>> begin

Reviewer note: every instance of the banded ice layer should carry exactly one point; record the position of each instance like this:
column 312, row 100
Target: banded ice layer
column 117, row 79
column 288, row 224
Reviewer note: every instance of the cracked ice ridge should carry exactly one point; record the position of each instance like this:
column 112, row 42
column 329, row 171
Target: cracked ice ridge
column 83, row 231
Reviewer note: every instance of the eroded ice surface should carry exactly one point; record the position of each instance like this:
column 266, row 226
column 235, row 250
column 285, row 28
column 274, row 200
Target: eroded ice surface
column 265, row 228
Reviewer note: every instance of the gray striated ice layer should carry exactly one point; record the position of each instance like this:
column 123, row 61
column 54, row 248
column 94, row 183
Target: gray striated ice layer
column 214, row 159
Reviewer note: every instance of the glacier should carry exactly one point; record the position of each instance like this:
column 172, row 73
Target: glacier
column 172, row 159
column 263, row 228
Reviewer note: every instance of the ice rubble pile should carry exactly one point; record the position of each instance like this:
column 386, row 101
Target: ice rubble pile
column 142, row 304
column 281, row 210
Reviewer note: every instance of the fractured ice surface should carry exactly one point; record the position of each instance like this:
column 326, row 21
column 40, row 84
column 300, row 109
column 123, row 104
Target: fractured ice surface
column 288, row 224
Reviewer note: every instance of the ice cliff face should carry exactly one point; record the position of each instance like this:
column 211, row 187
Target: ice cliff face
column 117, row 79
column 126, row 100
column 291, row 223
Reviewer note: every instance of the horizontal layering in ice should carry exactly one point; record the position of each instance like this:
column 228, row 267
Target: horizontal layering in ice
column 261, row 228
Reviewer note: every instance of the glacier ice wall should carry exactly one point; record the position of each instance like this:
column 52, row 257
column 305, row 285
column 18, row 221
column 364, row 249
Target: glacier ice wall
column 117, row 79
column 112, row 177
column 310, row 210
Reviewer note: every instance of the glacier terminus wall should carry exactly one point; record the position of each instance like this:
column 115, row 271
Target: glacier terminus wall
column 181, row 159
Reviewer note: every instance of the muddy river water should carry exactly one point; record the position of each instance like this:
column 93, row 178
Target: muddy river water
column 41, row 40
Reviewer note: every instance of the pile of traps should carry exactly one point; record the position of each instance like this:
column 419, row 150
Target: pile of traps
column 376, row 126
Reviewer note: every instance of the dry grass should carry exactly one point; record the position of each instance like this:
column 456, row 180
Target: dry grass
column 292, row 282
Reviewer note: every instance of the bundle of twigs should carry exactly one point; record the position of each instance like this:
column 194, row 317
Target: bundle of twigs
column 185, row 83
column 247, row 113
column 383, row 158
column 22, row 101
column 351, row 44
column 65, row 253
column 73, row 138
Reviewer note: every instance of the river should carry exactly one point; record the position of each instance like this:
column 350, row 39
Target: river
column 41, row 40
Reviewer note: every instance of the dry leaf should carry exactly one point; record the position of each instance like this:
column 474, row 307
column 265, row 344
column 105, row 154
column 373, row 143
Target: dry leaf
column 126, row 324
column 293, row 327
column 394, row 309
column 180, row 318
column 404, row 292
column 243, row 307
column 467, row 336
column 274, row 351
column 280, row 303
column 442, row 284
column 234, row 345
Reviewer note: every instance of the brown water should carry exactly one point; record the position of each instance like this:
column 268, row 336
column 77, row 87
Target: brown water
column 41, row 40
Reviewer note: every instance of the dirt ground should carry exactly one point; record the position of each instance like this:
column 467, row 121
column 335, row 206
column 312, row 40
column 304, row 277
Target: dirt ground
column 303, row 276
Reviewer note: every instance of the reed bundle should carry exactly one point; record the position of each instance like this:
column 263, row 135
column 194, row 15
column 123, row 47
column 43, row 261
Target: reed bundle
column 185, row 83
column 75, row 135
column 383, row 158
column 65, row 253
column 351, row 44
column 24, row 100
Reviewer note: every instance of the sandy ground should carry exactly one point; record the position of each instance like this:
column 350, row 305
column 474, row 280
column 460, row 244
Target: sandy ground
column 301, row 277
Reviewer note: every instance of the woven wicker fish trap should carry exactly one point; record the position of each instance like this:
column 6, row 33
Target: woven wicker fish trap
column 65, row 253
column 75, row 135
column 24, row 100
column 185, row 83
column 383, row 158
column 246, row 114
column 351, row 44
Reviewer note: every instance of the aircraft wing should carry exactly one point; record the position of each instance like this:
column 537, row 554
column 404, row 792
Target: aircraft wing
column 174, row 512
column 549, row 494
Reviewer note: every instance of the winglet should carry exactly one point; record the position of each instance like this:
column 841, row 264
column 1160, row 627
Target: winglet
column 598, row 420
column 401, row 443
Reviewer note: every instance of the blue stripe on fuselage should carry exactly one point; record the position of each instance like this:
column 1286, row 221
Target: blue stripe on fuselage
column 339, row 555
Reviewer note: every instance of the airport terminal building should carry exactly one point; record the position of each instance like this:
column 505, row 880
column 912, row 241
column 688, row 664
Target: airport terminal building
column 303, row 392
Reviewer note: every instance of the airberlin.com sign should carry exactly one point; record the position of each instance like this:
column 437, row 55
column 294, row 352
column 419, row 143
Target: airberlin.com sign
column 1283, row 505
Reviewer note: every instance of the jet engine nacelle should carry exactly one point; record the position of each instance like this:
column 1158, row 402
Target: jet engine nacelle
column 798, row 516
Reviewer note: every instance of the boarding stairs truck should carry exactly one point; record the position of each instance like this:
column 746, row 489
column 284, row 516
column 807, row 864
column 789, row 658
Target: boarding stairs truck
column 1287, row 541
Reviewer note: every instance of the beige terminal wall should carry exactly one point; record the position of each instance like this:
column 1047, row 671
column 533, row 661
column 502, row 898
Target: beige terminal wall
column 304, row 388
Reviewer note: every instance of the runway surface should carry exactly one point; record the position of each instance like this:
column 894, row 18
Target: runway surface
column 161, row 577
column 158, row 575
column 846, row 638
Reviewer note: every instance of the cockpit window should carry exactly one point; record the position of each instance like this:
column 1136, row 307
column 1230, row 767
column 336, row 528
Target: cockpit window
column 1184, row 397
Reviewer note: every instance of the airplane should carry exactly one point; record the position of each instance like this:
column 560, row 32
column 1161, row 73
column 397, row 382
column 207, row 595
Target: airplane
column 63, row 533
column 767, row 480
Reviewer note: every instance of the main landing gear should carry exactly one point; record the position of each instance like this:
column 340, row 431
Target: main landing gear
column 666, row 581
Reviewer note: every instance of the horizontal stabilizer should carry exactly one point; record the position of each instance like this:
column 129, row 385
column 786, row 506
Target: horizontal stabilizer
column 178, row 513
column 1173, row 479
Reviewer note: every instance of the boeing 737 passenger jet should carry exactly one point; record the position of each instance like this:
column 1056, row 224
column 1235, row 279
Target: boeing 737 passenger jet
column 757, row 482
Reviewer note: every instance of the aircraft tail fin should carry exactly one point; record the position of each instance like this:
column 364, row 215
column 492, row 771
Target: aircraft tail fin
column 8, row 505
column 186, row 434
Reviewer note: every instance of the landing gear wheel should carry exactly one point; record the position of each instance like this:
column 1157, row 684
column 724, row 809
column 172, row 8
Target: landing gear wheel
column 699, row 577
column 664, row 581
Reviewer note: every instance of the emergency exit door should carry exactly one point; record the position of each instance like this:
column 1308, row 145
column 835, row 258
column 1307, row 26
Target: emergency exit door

>> end

#### [What you will do]
Reproduce every one of the rows above line for line, with no changes to wording, numbers, or order.

#### [Answer to the task]
Reviewer note: every instance of the banded ice layer should carry exactly one point; record the position of each instance like this:
column 312, row 100
Target: banded ice layer
column 117, row 79
column 288, row 224
Reviewer note: every instance of the cracked ice ridge should carry exactly one point; record the position of each instance like this:
column 112, row 42
column 329, row 171
Target: cracked ice ridge
column 83, row 231
Reviewer note: every instance of the eroded ice surface should carry exactly one point; record the position of each instance like this:
column 266, row 226
column 235, row 250
column 285, row 28
column 274, row 200
Target: eroded ice surface
column 265, row 228
Reviewer note: every instance of the gray striated ice layer should carry exactly one point; record the position of each instance like this:
column 123, row 61
column 54, row 248
column 94, row 183
Target: gray striated ice layer
column 214, row 159
Reviewer note: every instance of the glacier should carry exactly one point; record the position of each instance like this:
column 172, row 73
Target: glacier
column 172, row 159
column 263, row 228
Reviewer note: every instance of the ice rubble pile should carry exactly one point; record the position of each instance like this:
column 386, row 101
Target: ice rubble pile
column 142, row 304
column 281, row 210
Reviewer note: every instance of the fractured ice surface should carry exactly one point; record the position of each instance like this:
column 326, row 21
column 40, row 84
column 300, row 109
column 123, row 104
Target: fractured ice surface
column 288, row 224
Reviewer note: every instance of the ice cliff face should carry exactly one point; record the position of each instance like this:
column 211, row 187
Target: ice cliff face
column 117, row 79
column 126, row 100
column 291, row 223
Reviewer note: every instance of the horizontal layering in ice should carry exactly one point; record the position of each instance like this:
column 228, row 267
Target: horizontal layering in ice
column 261, row 228
Reviewer note: every instance of the glacier ice wall should carry exactly one point; record the position of each instance like this:
column 52, row 257
column 305, row 285
column 18, row 221
column 364, row 249
Target: glacier ice wall
column 117, row 79
column 112, row 177
column 310, row 210
Reviewer note: every instance of the glacier terminus wall should carry exactly one point; record the position of each instance like this:
column 115, row 271
Target: glacier terminus wall
column 181, row 159
Reviewer note: every instance of the muddy river water should carry exactly one point; record the position of each instance like this:
column 93, row 178
Target: muddy river water
column 41, row 40
Reviewer note: every instance of the pile of traps should carry exactly one point; record the position of each instance like this:
column 419, row 150
Target: pile of traps
column 376, row 126
Reviewer note: every instance of the dry grass should carry exactly one point; record the position of each instance like this:
column 456, row 180
Target: dry grass
column 292, row 282
Reviewer note: every instance of the bundle of twigs should carry exactly one point; record the position of each instance like this:
column 194, row 317
Target: bundle of twigs
column 185, row 83
column 247, row 113
column 383, row 158
column 22, row 101
column 351, row 44
column 65, row 253
column 73, row 138
Reviewer note: every instance of the river should carry exactly one point; record the position of each instance like this:
column 350, row 39
Target: river
column 41, row 40
Reviewer note: every instance of the dry leaf should carry exactly one point; record the position of each instance like this:
column 474, row 307
column 265, row 344
column 105, row 154
column 373, row 143
Target: dry leaf
column 126, row 324
column 293, row 327
column 394, row 309
column 180, row 318
column 404, row 292
column 243, row 307
column 467, row 336
column 274, row 351
column 280, row 303
column 442, row 284
column 234, row 345
Reviewer note: every instance of the brown water should carry exactly one point; record the position of each instance like this:
column 268, row 336
column 77, row 87
Target: brown water
column 41, row 40
Reviewer note: every instance of the dirt ground should carry exactly one point; record the position of each instance like this:
column 467, row 121
column 335, row 206
column 312, row 40
column 304, row 277
Target: dirt ground
column 303, row 276
Reviewer note: every instance of the reed bundle should carry exactly one point; record the position of each instance like this:
column 263, row 135
column 194, row 15
column 123, row 47
column 43, row 261
Target: reed bundle
column 185, row 83
column 75, row 135
column 383, row 158
column 65, row 253
column 351, row 44
column 24, row 100
Reviewer note: every instance of the sandy ground should carry exactly one point; record the position of each instance like this:
column 350, row 305
column 474, row 280
column 460, row 244
Target: sandy ground
column 301, row 277
Reviewer note: every instance of the woven wicker fish trap should carry exactly one point; record the position of each instance like this:
column 6, row 33
Target: woven wicker fish trap
column 65, row 253
column 75, row 135
column 24, row 100
column 185, row 83
column 383, row 158
column 246, row 114
column 351, row 44
Reviewer note: every instance of the aircraft wing should carry exactly one point; record the position of each instance like this:
column 537, row 554
column 404, row 792
Target: aircraft wing
column 174, row 512
column 549, row 494
Reviewer note: every instance of the winglet should carry exactly one point; record the position of each instance like this:
column 841, row 264
column 1160, row 627
Target: winglet
column 598, row 420
column 401, row 443
Reviewer note: every instance of the blue stripe on fuselage should carry exactly one point; record the position of each instance like this:
column 1286, row 221
Target: blue stripe on fuselage
column 339, row 555
Reviewer note: every instance of the airport terminal building should carry exactly one point; record the position of each instance like this:
column 505, row 880
column 912, row 241
column 688, row 664
Target: airport terminal building
column 303, row 392
Reviewer note: every instance of the airberlin.com sign should carry exactly one point; record the position of each instance like this:
column 437, row 55
column 294, row 352
column 419, row 143
Target: airberlin.com sign
column 1283, row 505
Reviewer note: every instance of the jet engine nacelle should carry exactly one point; record the position of each instance like this:
column 1158, row 402
Target: jet engine nacelle
column 798, row 516
Reviewer note: every instance of the boarding stairs truck should carry exactly one point; record the position of each instance like this:
column 746, row 489
column 284, row 516
column 807, row 864
column 789, row 658
Target: boarding stairs truck
column 1287, row 541
Reviewer note: every instance of the beige terminal wall should carry exactly one point; record the position of each instance like this:
column 1047, row 671
column 533, row 661
column 502, row 898
Target: beige terminal wall
column 304, row 388
Reviewer note: every instance of the runway surface should carry exactly one point; record the position of each instance like this:
column 894, row 18
Target: runway surface
column 161, row 577
column 158, row 575
column 846, row 638
Reviewer note: every instance of the cockpit window should carry exactly one point; record the position of each instance like this:
column 1136, row 307
column 1230, row 767
column 336, row 528
Target: cockpit window
column 1184, row 397
Reviewer note: every instance of the airplane should carry exactly one point; record the position of each instance like this:
column 560, row 32
column 1161, row 73
column 397, row 382
column 207, row 595
Target: airplane
column 63, row 533
column 767, row 480
Reviewer note: every instance of the main landing gear should carry exactly one point; record the position of each instance like this:
column 340, row 431
Target: main landing gear
column 666, row 581
Reviewer note: every instance of the horizontal stabilizer should carry exactly one point; record the position of each instance like this:
column 129, row 385
column 786, row 506
Target: horizontal stabilizer
column 178, row 513
column 1173, row 479
Reviewer note: every instance of the boeing 737 passenger jet should carry exactly one point; record the position of each instance like this:
column 1056, row 224
column 1235, row 279
Target: boeing 737 passenger jet
column 757, row 482
Reviewer note: every instance of the aircraft tail fin should carry exactly one point; record the position of each instance like this:
column 364, row 215
column 492, row 771
Target: aircraft tail fin
column 8, row 505
column 186, row 434
Reviewer note: every instance of the landing gear wheel should carry exactly one point; record the position of each instance like this:
column 1157, row 684
column 724, row 809
column 172, row 8
Target: landing gear wheel
column 699, row 577
column 664, row 581
Reviewer note: every instance of the emergency exit door should carry exactly one point; record the position of each instance like this:
column 1308, row 145
column 835, row 258
column 1307, row 26
Target: emergency exit door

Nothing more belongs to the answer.